▶ **Your goal**: Can you recast all of the data below as a JSON list of strings, one string per line, with blank lines omitted? Keep the pictures out of the answer.

Start Records for the exercise

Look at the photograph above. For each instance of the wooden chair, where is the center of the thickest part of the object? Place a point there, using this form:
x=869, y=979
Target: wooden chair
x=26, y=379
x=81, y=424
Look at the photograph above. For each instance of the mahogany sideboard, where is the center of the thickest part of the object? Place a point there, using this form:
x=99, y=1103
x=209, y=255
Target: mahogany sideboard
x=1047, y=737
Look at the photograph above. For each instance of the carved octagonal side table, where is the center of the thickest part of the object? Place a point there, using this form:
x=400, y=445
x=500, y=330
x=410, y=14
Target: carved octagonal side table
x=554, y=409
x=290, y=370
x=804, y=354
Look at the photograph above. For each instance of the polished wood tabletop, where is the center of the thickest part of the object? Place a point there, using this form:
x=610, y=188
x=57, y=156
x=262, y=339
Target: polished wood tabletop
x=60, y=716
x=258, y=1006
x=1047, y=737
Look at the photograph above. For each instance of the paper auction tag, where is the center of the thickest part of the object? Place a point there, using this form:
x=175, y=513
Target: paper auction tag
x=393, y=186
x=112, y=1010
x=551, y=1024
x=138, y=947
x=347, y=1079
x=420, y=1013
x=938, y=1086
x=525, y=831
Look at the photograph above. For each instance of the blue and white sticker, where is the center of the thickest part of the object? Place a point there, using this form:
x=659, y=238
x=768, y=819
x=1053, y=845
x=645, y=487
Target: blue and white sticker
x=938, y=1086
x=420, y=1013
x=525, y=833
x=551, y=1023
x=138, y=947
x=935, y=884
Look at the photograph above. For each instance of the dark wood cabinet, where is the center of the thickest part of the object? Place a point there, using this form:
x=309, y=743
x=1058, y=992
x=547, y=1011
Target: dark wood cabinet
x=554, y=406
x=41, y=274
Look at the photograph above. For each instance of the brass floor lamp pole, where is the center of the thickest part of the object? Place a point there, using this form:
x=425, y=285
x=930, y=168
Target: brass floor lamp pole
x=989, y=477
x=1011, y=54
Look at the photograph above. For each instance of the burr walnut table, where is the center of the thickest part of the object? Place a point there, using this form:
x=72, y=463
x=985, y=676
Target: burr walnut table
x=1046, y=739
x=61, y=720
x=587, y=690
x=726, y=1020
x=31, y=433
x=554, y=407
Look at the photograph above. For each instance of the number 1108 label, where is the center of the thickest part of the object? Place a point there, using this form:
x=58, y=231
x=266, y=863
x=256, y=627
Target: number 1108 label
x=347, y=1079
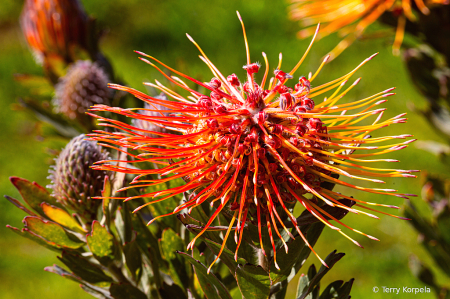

End Records for the exercise

▶ **Finished answer**:
[
  "Look at the photograph above. For each instance of the wooden chair, where is the center of the thickest part of the object? Place a point there, using this form:",
  "x=869, y=979",
  "Target: wooden chair",
  "x=26, y=379",
  "x=81, y=424",
  "Look at the photograph above. For each instance of the mahogany sideboard, where is the center of the thickest part of the object? Place a point there, using this form:",
  "x=99, y=1103",
  "x=209, y=255",
  "Target: mahogany sideboard",
  "x=1047, y=737",
  "Look at the photograph above. For each instance of the carved octagonal side table, where is the center of the thickest part of the object? Place a point there, using this form:",
  "x=400, y=445",
  "x=500, y=330",
  "x=410, y=14",
  "Target: carved octagonal side table",
  "x=554, y=409",
  "x=290, y=370",
  "x=804, y=354",
  "Look at the photograph above. For each instance of the polished wood tabletop, where is the center of the thickest part of the object? Place a point there, using this form:",
  "x=610, y=188",
  "x=57, y=156",
  "x=262, y=339",
  "Target: polished wood tabletop",
  "x=60, y=716",
  "x=258, y=1006",
  "x=1047, y=737",
  "Look at the photograph above. For each instance of the paper auction tag, where is the center of the thickest part of the object? Place a point there, using this form:",
  "x=175, y=513",
  "Target: paper auction tag",
  "x=393, y=186",
  "x=112, y=1010",
  "x=551, y=1024",
  "x=138, y=947",
  "x=347, y=1079",
  "x=420, y=1013",
  "x=938, y=1086",
  "x=525, y=831",
  "Look at the photograph above. For each instance of the blue and white sticker, where is the center of the thickest part of the object? Place a point there, using this form:",
  "x=659, y=238",
  "x=768, y=819",
  "x=1053, y=845",
  "x=645, y=487",
  "Target: blue and white sticker",
  "x=938, y=1086",
  "x=420, y=1013",
  "x=525, y=833",
  "x=551, y=1023",
  "x=138, y=947",
  "x=935, y=884",
  "Look at the photograph above. For each instance of the dark wood cabinet, where is the center of the thickest part of the object? Place a point there, using this form:",
  "x=309, y=743",
  "x=1058, y=992",
  "x=547, y=1011",
  "Target: dark wood cabinet",
  "x=554, y=406",
  "x=41, y=274",
  "Look at the photograph above. For each instance of the brass floor lamp pole, where is the center of the thickest part of the object? Place a point there, using this form:",
  "x=425, y=285",
  "x=930, y=168",
  "Target: brass floor lamp pole",
  "x=989, y=477",
  "x=1011, y=54",
  "Look at the photograph above. For each instance of the burr walnut table, where is the center of the thickest part of the object? Place a point there, using this form:",
  "x=72, y=463",
  "x=985, y=676",
  "Target: burr walnut table",
  "x=1046, y=739",
  "x=61, y=720",
  "x=587, y=690",
  "x=726, y=1020",
  "x=31, y=433",
  "x=554, y=407",
  "Look at the photograph above. For each instance of the number 1108 label, where is the center of the thickest part of the object? Place a point there, using this form:",
  "x=58, y=231",
  "x=266, y=863",
  "x=256, y=627",
  "Target: number 1108 label",
  "x=347, y=1079"
]